Once again.... HUH? American-produced? '...we know it's going to come to the US'? How do YOU really know it's coming to the US? Do you have little gnomes in every known american anime company that tell you when a CEO says 'hey let's try to license this series'? Once again, who are you to tell me that you KNOW it's going to come to the US and therefore I'm not allowed to subtitle something? If we KNOW that a series is coming to the US, then tell me why did Comic Party come to the US when To Heart didn't?

Quote:
5. We have an interest in the way other fans behave because it affects the reputation of all fandom.


Reputation of fandom? What's that?

Quote:
5b. The fansubber should promote fansub ethics by displaying the code of conduct expected of the viewer somewhere in the anime (preferrably during the eyecatch), such as: (etc)


Excuse me officer... are we supposed to use verbatim? Because I know of many groups that have these three phrases in various points of their encodes.

Quote:
6b. At no time should money be made from distributing fansubs.

◆ Tasks to complete:
A. Please answer these from the fansubbing post, one per line:
(i) Which series came to the US when To Heart didn't?
(ii) According to quoted point 5b, during what part of the anime should the code of conduct preferably be displayed?
(iii) According to quoted point 6b, what should never be made from distributing fansubs?
B. Pick up the fansubbing post after its last quoted point and continue it.
The lines that come after the fansubbing post have no part in this.

◆ Dataset entries:
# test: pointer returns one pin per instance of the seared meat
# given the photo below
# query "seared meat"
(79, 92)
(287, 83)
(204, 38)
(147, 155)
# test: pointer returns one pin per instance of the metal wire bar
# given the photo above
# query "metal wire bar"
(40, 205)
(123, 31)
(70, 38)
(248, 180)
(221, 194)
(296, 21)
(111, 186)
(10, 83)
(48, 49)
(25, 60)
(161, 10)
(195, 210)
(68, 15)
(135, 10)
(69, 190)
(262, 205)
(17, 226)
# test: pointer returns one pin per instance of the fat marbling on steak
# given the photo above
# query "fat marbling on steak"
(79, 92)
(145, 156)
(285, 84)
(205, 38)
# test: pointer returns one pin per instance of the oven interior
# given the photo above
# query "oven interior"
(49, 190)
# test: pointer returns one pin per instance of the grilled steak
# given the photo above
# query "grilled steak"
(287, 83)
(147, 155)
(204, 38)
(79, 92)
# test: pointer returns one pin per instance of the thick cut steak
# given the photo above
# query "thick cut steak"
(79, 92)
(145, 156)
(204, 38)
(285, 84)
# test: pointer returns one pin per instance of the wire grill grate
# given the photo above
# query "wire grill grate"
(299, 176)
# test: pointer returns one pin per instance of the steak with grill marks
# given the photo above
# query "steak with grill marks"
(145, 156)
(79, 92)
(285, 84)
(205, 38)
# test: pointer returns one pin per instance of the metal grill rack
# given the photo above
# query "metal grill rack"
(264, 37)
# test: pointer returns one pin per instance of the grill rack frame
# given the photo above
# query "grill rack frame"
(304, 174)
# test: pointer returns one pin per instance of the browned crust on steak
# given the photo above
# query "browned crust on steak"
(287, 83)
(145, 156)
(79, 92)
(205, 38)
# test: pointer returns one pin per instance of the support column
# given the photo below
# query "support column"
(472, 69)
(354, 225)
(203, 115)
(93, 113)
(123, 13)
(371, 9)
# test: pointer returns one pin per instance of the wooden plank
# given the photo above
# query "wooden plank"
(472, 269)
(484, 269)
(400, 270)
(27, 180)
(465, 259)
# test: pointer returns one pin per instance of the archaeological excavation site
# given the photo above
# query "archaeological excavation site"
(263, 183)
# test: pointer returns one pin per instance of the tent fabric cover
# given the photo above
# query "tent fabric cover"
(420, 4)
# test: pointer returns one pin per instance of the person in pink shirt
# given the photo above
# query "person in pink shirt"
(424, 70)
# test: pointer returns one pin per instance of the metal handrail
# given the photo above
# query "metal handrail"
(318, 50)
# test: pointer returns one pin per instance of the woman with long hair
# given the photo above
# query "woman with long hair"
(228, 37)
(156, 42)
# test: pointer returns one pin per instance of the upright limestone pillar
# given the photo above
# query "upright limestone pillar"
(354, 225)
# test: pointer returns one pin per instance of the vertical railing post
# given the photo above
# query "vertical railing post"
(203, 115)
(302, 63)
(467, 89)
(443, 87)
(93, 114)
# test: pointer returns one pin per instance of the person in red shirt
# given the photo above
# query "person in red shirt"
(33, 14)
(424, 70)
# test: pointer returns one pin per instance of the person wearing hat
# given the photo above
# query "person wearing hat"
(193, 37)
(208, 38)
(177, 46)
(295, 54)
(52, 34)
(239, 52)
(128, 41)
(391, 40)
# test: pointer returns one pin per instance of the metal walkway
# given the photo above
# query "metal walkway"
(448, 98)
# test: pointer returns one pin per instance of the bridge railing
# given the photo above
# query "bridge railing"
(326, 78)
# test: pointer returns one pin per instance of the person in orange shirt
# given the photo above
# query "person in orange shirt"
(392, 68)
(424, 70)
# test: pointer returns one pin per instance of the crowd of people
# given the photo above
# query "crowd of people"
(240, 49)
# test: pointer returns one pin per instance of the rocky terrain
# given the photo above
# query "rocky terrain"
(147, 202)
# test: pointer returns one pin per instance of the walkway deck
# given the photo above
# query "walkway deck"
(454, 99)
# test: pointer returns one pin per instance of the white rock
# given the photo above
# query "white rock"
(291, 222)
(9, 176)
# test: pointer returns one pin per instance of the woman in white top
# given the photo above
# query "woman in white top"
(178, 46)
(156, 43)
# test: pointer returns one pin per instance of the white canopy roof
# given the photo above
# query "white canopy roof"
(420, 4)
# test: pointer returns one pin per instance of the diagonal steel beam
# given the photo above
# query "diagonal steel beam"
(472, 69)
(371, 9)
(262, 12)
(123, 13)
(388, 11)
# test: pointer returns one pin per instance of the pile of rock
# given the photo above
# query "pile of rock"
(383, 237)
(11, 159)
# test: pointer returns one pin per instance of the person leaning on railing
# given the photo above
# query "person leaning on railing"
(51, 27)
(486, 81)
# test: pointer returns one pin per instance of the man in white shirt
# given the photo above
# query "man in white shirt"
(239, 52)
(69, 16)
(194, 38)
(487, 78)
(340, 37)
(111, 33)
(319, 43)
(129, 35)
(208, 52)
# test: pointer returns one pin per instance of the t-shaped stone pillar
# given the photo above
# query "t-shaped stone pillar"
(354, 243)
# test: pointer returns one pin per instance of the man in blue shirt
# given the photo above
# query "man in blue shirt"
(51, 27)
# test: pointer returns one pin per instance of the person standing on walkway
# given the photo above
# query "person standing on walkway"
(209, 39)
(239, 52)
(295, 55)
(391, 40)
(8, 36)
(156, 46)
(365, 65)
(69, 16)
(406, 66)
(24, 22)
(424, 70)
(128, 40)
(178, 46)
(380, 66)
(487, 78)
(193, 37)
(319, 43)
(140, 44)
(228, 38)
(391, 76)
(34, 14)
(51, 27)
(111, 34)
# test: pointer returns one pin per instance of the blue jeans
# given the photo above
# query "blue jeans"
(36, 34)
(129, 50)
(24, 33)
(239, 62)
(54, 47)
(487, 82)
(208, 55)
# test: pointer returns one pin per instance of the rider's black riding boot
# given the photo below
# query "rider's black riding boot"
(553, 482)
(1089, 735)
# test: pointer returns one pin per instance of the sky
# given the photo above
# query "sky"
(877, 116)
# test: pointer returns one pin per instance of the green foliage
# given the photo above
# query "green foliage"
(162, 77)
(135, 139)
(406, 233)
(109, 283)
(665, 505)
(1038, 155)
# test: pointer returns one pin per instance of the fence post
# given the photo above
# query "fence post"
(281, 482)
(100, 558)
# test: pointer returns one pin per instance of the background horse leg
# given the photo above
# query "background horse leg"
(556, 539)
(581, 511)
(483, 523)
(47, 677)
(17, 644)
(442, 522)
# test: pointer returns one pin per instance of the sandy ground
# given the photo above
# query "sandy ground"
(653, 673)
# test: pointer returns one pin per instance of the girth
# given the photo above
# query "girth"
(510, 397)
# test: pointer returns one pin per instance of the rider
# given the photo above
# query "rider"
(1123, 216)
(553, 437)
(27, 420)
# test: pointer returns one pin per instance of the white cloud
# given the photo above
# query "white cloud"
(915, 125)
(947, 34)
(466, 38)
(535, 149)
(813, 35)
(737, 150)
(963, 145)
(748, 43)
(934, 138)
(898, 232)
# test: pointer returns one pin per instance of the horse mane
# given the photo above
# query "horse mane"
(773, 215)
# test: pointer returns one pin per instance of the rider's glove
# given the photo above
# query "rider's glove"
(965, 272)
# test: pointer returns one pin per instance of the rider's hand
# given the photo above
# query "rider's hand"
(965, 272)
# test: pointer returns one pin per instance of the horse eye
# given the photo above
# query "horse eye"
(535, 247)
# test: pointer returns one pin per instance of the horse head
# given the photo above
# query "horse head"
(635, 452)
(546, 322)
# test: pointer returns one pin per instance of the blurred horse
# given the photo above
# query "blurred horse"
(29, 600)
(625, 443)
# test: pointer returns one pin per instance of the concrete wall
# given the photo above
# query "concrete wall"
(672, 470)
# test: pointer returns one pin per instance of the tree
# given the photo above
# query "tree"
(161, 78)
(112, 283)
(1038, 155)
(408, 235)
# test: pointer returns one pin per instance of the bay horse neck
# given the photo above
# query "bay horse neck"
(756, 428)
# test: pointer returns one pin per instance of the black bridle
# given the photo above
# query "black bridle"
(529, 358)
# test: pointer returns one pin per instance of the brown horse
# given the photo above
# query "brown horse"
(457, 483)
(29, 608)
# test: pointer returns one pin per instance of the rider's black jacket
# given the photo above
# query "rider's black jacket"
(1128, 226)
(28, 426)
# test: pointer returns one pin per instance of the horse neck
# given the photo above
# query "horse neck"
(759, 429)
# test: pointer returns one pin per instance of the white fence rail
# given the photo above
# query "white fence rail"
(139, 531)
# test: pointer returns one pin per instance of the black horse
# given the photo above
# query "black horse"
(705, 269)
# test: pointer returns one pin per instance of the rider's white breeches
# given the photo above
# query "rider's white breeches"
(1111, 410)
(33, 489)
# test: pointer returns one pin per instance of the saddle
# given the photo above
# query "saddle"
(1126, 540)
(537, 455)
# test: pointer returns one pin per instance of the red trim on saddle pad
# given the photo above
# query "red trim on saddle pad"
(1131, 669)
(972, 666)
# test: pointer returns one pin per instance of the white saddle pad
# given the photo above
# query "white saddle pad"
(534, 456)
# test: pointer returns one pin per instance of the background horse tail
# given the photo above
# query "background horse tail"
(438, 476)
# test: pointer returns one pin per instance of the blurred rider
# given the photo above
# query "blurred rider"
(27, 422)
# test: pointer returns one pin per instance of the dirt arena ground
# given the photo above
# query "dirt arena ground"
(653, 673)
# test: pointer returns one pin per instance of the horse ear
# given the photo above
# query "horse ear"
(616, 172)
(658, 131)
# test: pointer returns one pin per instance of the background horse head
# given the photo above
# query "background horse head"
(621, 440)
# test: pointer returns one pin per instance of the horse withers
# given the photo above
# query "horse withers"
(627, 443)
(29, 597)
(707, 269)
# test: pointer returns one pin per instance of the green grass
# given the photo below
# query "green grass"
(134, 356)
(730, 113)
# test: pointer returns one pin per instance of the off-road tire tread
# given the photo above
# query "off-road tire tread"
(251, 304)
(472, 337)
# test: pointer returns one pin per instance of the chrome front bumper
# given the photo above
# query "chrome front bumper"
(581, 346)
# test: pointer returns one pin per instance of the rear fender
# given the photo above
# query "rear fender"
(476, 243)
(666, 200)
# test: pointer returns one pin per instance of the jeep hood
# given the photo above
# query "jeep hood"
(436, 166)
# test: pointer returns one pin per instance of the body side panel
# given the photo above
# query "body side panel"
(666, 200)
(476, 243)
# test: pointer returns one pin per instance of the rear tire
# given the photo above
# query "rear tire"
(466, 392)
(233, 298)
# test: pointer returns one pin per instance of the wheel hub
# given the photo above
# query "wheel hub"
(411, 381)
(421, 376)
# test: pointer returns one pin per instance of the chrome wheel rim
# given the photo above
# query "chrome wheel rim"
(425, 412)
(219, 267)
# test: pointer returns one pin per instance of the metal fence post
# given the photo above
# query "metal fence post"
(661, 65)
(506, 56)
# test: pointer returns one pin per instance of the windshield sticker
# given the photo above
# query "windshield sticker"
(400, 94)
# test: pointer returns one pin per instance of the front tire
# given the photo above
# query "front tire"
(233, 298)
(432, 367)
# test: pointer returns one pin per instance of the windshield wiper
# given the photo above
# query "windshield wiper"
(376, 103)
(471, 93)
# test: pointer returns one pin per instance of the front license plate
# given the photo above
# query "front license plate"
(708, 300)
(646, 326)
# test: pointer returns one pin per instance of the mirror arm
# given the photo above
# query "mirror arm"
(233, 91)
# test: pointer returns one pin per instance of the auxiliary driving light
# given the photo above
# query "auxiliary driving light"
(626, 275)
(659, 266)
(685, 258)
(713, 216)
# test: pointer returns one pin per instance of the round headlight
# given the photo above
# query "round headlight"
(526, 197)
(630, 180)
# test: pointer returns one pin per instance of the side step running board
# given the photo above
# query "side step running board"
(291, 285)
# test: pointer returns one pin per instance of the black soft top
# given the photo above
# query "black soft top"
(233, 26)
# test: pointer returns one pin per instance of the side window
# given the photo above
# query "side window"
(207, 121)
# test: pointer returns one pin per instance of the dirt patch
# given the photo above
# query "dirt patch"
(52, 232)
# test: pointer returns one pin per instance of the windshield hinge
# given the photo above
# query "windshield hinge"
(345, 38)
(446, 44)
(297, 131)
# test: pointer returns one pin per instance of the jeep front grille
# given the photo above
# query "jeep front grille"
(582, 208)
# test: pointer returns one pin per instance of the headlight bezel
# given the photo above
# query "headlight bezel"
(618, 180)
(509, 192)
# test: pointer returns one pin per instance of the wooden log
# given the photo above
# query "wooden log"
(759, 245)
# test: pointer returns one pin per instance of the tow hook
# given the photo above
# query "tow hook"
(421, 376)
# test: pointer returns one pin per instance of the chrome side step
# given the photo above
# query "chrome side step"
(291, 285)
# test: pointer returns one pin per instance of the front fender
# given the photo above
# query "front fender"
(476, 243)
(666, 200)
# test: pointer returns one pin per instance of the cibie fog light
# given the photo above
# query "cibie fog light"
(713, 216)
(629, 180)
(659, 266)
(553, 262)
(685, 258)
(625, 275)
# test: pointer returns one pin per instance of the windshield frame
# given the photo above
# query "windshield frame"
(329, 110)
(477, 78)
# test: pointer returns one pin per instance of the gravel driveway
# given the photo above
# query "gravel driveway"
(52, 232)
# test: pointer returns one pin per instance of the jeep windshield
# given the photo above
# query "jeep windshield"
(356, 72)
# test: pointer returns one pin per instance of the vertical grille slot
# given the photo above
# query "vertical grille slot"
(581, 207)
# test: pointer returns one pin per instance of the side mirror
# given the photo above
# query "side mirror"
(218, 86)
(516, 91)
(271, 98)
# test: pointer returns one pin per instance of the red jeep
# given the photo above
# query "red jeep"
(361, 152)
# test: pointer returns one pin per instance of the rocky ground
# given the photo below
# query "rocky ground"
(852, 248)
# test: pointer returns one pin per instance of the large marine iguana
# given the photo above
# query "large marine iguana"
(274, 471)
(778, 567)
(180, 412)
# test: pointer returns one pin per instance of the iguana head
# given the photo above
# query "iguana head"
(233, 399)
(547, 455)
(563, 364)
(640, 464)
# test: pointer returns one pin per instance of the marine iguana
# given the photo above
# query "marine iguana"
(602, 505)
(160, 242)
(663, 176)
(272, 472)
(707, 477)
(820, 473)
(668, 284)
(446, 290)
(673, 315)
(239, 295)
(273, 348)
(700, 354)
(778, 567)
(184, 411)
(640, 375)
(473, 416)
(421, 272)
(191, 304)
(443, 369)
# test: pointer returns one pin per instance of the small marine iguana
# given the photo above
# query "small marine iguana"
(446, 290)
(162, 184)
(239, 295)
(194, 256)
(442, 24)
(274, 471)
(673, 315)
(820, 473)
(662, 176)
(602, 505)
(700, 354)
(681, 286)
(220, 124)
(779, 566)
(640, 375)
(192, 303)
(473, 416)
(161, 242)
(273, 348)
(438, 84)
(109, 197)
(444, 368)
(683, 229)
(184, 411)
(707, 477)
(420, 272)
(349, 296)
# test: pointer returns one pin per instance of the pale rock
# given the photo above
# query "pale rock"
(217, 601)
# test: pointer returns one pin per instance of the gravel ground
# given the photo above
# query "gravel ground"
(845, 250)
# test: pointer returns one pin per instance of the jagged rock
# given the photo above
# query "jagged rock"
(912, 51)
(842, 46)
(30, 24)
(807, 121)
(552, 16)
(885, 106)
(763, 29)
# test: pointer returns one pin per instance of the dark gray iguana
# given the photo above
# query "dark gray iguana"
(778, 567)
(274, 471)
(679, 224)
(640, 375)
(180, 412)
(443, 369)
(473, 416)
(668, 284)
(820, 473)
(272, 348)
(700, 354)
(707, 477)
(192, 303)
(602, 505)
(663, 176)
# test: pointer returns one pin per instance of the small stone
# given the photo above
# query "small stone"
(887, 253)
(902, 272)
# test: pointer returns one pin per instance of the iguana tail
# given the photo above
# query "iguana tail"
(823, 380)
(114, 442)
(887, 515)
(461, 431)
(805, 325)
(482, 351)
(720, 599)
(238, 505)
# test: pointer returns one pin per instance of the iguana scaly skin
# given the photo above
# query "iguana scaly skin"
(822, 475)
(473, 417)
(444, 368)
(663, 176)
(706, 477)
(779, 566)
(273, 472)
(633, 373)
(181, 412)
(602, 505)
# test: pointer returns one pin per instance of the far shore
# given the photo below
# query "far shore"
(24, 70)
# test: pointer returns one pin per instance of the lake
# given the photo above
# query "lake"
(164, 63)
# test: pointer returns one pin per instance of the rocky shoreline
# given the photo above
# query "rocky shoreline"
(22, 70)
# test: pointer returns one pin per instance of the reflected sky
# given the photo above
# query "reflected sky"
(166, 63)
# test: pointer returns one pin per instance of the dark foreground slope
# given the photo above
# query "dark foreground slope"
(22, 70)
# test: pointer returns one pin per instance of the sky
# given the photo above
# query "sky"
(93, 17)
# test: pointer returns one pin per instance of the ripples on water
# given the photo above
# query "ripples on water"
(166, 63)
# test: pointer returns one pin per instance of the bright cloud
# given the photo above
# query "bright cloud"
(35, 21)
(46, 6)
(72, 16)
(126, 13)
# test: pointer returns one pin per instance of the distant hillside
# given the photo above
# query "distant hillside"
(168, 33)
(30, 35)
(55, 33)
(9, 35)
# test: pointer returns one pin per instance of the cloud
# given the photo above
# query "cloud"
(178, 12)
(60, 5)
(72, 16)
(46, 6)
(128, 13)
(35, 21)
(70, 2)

◆ Task-by-task answers:
A.
(i) Comic Party
(ii) The eyecatch
(iii) Money

B.
Huh? Check out ebay sometimes. You'll find out that many of those 'for profit' fansubs are other idiots outside of the fansubbing community you defined that are trying to make a profit off of our work. Maybe you should be directing these comments to them and not us? Maybe if you also remember a year ago when several anime groups took measures to combat ebay selling? Or maybe this perchance slipped your mind when writing these ethics for us. In (6a) you tell us not to watermark and what not. We do many things in ORDER to make things difficult for ebay'ers to profit from other people's work. In regards to giving due credit where credit is deserved, if you carefully look around, certain groups are in fact giving credit where it is due.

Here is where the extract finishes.